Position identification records

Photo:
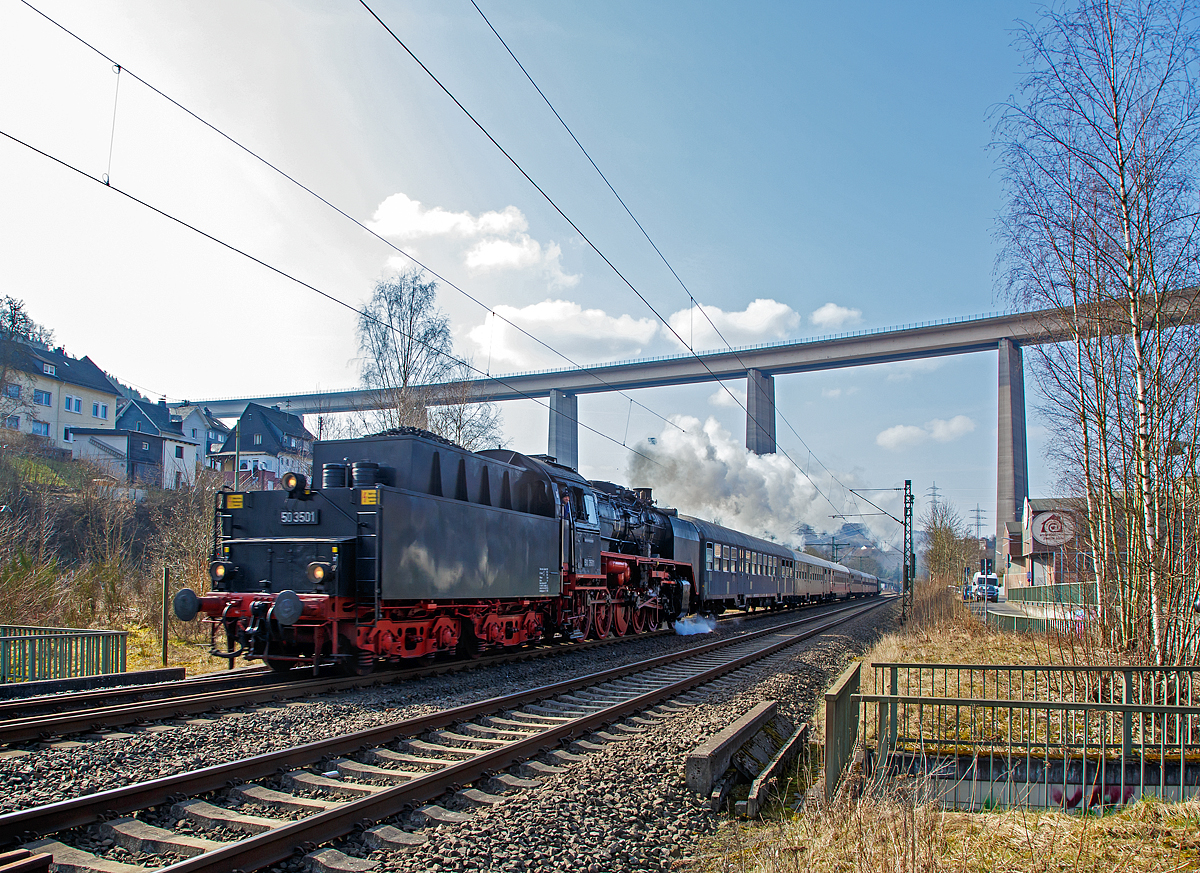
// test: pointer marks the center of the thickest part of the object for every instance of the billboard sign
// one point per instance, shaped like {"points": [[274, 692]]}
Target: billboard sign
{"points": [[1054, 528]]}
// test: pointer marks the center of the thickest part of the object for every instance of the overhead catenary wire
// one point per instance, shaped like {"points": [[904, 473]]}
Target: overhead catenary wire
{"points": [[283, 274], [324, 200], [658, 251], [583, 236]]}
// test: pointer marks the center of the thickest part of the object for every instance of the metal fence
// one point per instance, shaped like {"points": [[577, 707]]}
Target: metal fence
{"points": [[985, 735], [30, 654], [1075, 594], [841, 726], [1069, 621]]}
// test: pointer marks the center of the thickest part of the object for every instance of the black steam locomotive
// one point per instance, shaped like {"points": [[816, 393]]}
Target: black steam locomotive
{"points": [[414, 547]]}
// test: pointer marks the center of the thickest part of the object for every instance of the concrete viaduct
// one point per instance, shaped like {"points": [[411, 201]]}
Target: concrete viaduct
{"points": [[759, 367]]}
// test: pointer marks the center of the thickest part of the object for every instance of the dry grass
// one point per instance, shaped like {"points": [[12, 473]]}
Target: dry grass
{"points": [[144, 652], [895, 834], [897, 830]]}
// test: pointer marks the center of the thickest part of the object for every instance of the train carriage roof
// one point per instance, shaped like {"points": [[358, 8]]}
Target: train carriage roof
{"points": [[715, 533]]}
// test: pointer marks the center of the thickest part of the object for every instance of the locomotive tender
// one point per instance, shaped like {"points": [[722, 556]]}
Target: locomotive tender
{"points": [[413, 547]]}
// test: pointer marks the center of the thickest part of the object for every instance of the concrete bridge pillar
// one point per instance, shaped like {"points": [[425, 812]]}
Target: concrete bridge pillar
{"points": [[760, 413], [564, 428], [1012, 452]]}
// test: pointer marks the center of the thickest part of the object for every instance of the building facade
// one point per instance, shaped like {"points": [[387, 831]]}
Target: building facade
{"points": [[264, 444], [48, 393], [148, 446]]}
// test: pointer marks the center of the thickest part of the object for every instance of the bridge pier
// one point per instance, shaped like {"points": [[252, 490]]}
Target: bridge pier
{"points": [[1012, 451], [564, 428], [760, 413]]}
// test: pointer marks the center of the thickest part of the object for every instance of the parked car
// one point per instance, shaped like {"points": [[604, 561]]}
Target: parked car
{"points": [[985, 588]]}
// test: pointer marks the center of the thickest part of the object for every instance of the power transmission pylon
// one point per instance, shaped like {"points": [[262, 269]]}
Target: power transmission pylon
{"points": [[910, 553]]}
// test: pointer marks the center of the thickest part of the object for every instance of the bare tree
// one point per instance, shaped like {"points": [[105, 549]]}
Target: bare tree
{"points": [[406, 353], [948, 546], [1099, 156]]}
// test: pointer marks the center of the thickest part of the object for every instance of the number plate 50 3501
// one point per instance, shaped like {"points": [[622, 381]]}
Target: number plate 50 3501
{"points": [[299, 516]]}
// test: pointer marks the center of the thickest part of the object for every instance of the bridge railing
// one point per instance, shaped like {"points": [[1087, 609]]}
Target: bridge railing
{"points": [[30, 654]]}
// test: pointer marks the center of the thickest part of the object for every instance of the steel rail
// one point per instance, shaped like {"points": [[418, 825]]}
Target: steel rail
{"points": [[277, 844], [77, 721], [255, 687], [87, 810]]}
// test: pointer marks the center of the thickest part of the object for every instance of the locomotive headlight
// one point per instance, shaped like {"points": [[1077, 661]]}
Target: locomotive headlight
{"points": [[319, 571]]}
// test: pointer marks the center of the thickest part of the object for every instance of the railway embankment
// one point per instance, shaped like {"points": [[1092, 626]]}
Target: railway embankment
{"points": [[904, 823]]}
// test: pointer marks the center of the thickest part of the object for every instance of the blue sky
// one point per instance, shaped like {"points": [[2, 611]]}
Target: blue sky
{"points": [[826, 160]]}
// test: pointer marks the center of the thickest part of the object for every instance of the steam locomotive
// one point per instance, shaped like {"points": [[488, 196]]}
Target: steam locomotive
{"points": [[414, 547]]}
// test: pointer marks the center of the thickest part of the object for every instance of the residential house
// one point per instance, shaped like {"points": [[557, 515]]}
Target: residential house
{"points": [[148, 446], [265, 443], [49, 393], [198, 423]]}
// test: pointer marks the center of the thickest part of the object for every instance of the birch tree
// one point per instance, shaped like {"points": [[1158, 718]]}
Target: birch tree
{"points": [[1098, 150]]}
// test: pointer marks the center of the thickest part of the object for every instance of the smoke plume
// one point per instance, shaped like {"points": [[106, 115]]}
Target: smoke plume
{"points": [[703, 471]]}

PROBLEM STATEMENT
Rewrite the stretch of the records from the line containing "the locomotive headlight" through the end of the records, changing "the thickest part" to "the widest part" and leaving all else unchanged.

REPLY TO THE TASK
// test: pointer marks the center of the widest part of the object for every instance of the locomotive headlight
// one point per instance, shaped like {"points": [[1077, 661]]}
Target: locomotive headlight
{"points": [[319, 571]]}
// test: pointer marks the center of the widest part of the object for every instance of the railway embankment
// one point per instance, shaped like {"points": [[1092, 626]]}
Target: railway embankment
{"points": [[904, 823]]}
// test: pointer marks the center of the widest part of the object for every instance of the blue sky
// one point per instance, shaped like {"points": [[2, 611]]}
Target: blue sky
{"points": [[826, 160]]}
// test: pointer marks the center of the widest part of the object for every instance of the steam locomotive
// one point per instance, shaped like {"points": [[488, 196]]}
Target: steam locomotive
{"points": [[414, 547]]}
// test: pointer marks the center of the widest part of the object for every instance of the residential house
// one point per instance, shaped like {"points": [[557, 515]]}
Target: residential house
{"points": [[148, 446], [265, 443], [49, 393], [198, 423]]}
// test: pointer marks the center of the widest part of the object for every instance of the birch tree
// one point per instance, shaped like {"points": [[1158, 718]]}
Target: birch tree
{"points": [[1098, 150]]}
// test: pointer marks the center of the widest part of the object for every instance of the smoke plume
// one point per instance, shaped like {"points": [[106, 115]]}
Target: smoke plume
{"points": [[703, 471]]}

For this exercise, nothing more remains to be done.